● Task to complete: Extract every line of text from all of the items below, copying each line word for word, and leave the pictures out.

● Data:

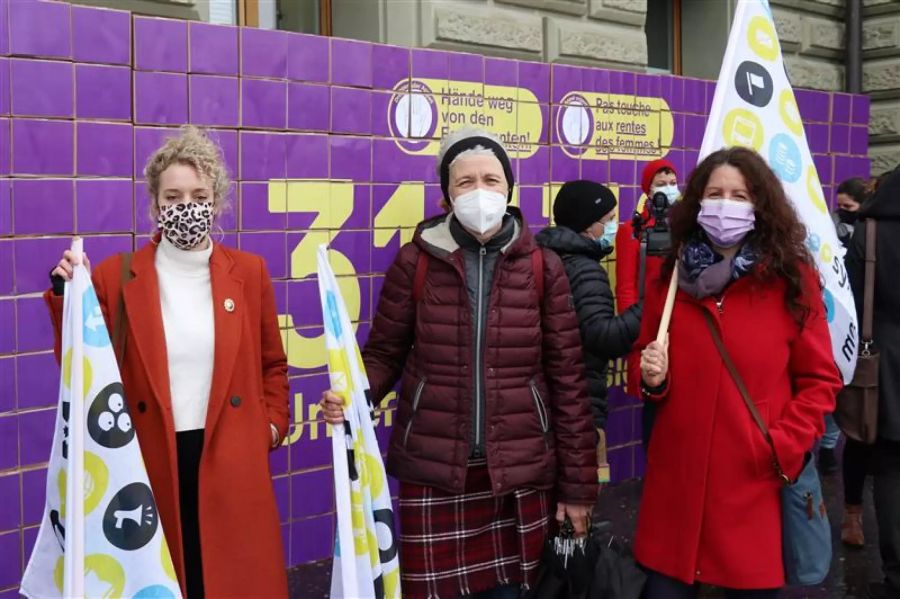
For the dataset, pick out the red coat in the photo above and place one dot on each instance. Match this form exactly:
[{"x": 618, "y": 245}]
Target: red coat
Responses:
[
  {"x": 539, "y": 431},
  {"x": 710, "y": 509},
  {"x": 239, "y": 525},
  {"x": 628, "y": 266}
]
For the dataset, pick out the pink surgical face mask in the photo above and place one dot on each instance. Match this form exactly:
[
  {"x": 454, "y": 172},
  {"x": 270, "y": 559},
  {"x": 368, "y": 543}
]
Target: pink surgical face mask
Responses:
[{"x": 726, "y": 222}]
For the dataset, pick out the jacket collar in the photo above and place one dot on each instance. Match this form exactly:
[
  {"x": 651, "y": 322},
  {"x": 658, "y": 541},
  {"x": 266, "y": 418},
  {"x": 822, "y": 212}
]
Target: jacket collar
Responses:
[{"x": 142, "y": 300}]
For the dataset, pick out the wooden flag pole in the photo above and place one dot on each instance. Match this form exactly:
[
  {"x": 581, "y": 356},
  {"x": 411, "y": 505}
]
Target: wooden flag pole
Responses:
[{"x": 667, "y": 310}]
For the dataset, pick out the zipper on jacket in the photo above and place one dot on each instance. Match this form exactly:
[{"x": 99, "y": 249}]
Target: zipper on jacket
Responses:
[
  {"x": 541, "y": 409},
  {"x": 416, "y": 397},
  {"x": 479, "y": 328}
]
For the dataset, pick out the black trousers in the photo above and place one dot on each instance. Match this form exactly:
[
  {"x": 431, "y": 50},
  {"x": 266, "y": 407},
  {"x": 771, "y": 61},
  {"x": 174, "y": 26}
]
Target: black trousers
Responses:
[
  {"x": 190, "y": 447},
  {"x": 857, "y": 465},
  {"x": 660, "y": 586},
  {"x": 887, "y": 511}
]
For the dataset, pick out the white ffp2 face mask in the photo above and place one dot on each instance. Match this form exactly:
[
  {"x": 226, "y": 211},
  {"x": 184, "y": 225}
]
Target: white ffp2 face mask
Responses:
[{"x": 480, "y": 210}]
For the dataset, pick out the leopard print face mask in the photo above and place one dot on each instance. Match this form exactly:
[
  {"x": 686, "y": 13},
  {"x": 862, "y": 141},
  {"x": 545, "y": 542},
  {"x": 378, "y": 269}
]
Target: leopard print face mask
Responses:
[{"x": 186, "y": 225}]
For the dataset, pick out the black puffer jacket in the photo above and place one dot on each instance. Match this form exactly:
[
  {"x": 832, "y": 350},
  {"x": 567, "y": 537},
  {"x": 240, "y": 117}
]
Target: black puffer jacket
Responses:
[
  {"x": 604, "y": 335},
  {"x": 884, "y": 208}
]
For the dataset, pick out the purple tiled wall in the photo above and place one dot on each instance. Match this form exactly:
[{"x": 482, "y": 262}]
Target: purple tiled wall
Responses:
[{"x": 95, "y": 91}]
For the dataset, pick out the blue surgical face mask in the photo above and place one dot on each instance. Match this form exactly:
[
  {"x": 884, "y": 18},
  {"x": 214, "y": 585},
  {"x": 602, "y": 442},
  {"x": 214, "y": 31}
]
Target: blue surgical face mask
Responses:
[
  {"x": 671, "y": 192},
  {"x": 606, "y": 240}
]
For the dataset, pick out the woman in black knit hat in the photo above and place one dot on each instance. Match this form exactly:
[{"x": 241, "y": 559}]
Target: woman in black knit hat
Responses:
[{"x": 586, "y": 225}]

● Result for this task:
For the dataset, pick out the red coat in the photo above and place one dot on each instance. Match this form exactly:
[{"x": 618, "y": 245}]
Target: red coat
Responses:
[
  {"x": 539, "y": 431},
  {"x": 710, "y": 509},
  {"x": 239, "y": 525},
  {"x": 628, "y": 266}
]
For the dataset, pick out the pink surgical face mask in the photo above and place one dot on each instance. Match this form exactly:
[
  {"x": 454, "y": 172},
  {"x": 270, "y": 559},
  {"x": 368, "y": 543}
]
Target: pink surgical face mask
Responses:
[{"x": 726, "y": 222}]
For the dataset, pick out the jacket collar in the photo above and place one dot on each instance. Match this form exactly:
[
  {"x": 651, "y": 322},
  {"x": 658, "y": 541},
  {"x": 266, "y": 418},
  {"x": 822, "y": 212}
]
Target: jacket collar
Responses:
[{"x": 142, "y": 300}]
For the dataset, pick out the wooden flag pole in the photo above and place one dot on each instance. Match this form exactly:
[
  {"x": 581, "y": 356},
  {"x": 411, "y": 505}
]
Target: wooden flag pole
Responses:
[{"x": 667, "y": 310}]
For the dataset, pick out the zipper on jacket in the photo above and place one dot on each instance. Match this form exactly:
[{"x": 99, "y": 249}]
Target: zipper on jacket
Responses:
[
  {"x": 541, "y": 409},
  {"x": 416, "y": 397},
  {"x": 479, "y": 328}
]
For the dataset, pick out the black trousers in the photo above and place one dot on each instance. Match this form exactly:
[
  {"x": 431, "y": 50},
  {"x": 266, "y": 407},
  {"x": 771, "y": 61},
  {"x": 174, "y": 26}
]
Target: black trousers
Responses:
[
  {"x": 190, "y": 447},
  {"x": 857, "y": 465},
  {"x": 660, "y": 586},
  {"x": 887, "y": 511}
]
For the dataset, pick out the white ffp2 face mask in the photo above and place one dot on each instance. Match this form exactly:
[
  {"x": 226, "y": 211},
  {"x": 184, "y": 225}
]
Target: white ffp2 face mask
Responses:
[{"x": 480, "y": 210}]
For the dataset, pick out the leopard print face mask in the photo above and place one dot on each instance. Match this form exactly:
[
  {"x": 686, "y": 13},
  {"x": 862, "y": 141},
  {"x": 545, "y": 542},
  {"x": 378, "y": 269}
]
Target: leopard print face mask
Responses:
[{"x": 186, "y": 225}]
For the dataset, pick out the black puffer jacket in the photo above and place one dot on each instance. Match this form exactly:
[
  {"x": 832, "y": 350},
  {"x": 567, "y": 537},
  {"x": 240, "y": 117}
]
Target: black puffer jacket
Responses:
[
  {"x": 604, "y": 335},
  {"x": 884, "y": 208}
]
For the dataset, pick out the purple tiled wall in the photo above and place one dot on each instance. Match this form exactly:
[{"x": 482, "y": 262}]
Target: purple tiled wall
Responses:
[{"x": 95, "y": 91}]
For the dataset, pick out the blue surgical face mask in the photo above and place one dot on each instance. Match this form exactly:
[
  {"x": 884, "y": 18},
  {"x": 214, "y": 585},
  {"x": 602, "y": 442},
  {"x": 214, "y": 31}
]
Target: blue surgical face mask
Responses:
[
  {"x": 671, "y": 192},
  {"x": 606, "y": 240}
]
For the dataset, pick out the woman in black knit hat in the photo above and place one dot on each instance. Match this form exactly:
[{"x": 241, "y": 559}]
Target: woman in black knit hat
Responses:
[{"x": 586, "y": 225}]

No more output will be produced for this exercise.